## [INSTRUCTIONS TO FOLLOW]
In the stem cell research excerpt below, what title does the US News Weekly article by Bernadine Healy carry?

## [DOCUMENT EXCERPT]
───
Bush's limitation only applied to federal-funded research. State- and privately-funded researchers were free to create new embryonic stem cell lines and they did. However, one of the results of the federal limitation was funding for adult stem cell research that might have gone undone.
Well, here it is some eight years later and what do I read in US News Weekly, Feb. 27, 2009? "Why Embryonic Stem Cells are Obsolete" by Bernadine Healy, MD, cardiologist and a former head of the National Institutes of Health and the American Red Cross:
"... embryonic stem cells injected into patients can cause disabling if not deadly tumors. ... research in animals has shown repeatedly that sometimes the injected cells run wildly out of control—dashing hopes of tiny human embryos benignly spinning off stem cells to save grown-ups, without risk or concern."But, the news is not all bad, according to Healy:
"Even as the future of embryonic stem cells has dimmed, adult stem cell research has scored major wins evident just in the past few months. These advances involve human stem cells that are not derived from human embryos. In fact, adult stem cells, which occur in small quantities in organs throughout the body for natural growth and repair, have become stars despite great skepticism early on. Though a more difficult task, scientists have learned to coax them to mature into many cell types like brain and heart cells in the laboratory. (Such stem cells can be removed almost as easily as drawing a unit of blood, and they have been used successfully for years in bone marrow transplants.)"Best of all, adult stem cells exactly match the recipient, because they are his or her own cells.
───
Records excerpted from a collection:
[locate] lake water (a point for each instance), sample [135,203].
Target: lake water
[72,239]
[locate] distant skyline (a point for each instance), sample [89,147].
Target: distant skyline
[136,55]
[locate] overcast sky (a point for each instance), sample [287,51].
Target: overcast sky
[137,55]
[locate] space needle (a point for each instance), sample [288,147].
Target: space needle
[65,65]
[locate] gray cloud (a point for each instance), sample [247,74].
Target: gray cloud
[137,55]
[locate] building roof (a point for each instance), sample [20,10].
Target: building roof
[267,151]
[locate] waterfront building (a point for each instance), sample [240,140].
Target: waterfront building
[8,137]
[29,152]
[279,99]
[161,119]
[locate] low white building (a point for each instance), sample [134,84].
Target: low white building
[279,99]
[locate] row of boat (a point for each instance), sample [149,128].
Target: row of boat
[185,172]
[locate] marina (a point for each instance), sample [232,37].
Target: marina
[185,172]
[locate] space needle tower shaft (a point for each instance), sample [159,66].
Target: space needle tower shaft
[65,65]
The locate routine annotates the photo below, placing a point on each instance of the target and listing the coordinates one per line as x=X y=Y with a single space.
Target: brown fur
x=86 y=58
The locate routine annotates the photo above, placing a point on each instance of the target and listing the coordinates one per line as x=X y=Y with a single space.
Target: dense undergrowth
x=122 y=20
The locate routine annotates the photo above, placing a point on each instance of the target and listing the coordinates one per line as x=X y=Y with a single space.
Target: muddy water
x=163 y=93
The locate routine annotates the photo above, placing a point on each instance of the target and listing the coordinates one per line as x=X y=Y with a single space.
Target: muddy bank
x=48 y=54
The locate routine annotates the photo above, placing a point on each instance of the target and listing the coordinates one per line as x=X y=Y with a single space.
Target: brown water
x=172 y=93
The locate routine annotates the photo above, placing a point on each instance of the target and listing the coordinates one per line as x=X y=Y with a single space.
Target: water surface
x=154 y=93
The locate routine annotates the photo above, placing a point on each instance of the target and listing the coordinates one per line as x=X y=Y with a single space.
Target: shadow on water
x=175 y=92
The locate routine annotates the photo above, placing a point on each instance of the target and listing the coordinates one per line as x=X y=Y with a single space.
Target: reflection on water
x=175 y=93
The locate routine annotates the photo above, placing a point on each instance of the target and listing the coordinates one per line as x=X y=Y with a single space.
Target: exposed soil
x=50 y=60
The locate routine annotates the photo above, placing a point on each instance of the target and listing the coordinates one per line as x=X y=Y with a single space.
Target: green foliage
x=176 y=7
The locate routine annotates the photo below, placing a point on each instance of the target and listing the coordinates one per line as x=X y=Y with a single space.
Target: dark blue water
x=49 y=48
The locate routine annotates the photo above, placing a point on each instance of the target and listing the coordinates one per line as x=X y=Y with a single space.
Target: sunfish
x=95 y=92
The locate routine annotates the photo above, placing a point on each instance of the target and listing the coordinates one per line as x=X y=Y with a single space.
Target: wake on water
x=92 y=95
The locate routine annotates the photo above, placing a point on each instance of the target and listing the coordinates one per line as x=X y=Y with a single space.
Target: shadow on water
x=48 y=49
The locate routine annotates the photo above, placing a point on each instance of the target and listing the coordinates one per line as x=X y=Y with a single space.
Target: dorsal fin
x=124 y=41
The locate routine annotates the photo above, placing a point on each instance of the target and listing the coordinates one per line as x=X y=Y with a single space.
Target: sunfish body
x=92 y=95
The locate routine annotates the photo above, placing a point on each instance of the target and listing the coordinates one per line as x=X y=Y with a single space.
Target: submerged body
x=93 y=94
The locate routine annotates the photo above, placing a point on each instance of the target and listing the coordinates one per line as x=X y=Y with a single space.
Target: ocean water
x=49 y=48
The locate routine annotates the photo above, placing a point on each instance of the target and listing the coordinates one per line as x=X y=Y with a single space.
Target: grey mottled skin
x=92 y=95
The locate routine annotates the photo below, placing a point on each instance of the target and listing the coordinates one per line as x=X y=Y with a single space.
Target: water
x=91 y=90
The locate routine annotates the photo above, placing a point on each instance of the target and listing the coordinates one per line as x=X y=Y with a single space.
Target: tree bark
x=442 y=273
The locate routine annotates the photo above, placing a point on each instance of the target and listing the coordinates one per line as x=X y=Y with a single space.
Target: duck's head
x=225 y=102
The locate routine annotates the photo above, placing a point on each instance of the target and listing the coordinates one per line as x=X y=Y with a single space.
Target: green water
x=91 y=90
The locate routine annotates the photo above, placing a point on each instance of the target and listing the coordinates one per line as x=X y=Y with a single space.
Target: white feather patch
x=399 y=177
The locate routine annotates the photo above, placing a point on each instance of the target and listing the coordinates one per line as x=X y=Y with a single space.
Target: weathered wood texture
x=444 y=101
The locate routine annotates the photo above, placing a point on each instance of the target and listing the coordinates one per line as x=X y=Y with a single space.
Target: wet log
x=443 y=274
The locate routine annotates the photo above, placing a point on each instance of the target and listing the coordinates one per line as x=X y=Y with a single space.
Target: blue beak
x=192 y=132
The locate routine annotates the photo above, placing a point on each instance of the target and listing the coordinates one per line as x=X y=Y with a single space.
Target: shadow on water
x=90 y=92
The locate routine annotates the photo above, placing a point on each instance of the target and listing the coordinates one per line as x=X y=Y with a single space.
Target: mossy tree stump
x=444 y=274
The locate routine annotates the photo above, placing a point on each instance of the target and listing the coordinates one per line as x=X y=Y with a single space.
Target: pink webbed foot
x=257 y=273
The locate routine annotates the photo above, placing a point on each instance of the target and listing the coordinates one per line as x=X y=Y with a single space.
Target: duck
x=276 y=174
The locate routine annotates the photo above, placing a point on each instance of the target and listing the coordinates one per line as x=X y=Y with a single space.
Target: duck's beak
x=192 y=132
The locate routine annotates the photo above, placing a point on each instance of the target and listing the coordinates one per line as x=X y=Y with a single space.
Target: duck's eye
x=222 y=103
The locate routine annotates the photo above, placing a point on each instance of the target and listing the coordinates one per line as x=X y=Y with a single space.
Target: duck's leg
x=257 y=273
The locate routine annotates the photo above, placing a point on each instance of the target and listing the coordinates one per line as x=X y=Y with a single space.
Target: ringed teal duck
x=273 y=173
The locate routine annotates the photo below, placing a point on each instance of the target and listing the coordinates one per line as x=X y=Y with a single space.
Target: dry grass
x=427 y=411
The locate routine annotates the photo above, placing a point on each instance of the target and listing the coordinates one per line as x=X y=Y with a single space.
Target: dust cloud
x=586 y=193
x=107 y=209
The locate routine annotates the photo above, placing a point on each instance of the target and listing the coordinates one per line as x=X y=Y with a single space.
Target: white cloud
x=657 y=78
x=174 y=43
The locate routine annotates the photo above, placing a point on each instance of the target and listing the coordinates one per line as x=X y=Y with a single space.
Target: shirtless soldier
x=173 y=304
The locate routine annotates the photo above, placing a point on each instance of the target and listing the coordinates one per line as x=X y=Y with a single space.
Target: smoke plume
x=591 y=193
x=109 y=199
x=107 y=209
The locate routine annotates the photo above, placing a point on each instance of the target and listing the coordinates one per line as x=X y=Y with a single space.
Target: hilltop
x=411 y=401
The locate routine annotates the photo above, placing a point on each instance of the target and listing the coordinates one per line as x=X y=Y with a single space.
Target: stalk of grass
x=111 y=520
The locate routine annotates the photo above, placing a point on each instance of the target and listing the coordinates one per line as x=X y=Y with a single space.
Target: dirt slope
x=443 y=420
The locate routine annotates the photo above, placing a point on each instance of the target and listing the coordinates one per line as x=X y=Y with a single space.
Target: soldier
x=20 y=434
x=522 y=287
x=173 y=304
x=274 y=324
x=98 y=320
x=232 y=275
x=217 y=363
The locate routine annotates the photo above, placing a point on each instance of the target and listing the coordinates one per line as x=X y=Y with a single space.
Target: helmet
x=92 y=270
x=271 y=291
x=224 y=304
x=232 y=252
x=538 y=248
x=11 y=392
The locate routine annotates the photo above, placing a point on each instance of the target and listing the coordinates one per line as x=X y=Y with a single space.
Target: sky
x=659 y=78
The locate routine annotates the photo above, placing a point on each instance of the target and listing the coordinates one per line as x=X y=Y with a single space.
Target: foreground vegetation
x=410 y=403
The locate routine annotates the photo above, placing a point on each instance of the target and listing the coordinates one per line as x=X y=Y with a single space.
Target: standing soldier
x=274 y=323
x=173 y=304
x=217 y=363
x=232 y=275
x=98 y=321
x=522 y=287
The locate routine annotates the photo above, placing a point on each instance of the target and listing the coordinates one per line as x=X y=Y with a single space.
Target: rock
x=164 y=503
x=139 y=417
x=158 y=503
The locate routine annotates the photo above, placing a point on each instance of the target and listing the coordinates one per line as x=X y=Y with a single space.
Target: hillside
───
## [SOLUTION TO THE PROBLEM]
"Why Embryonic Stem Cells are Obsolete"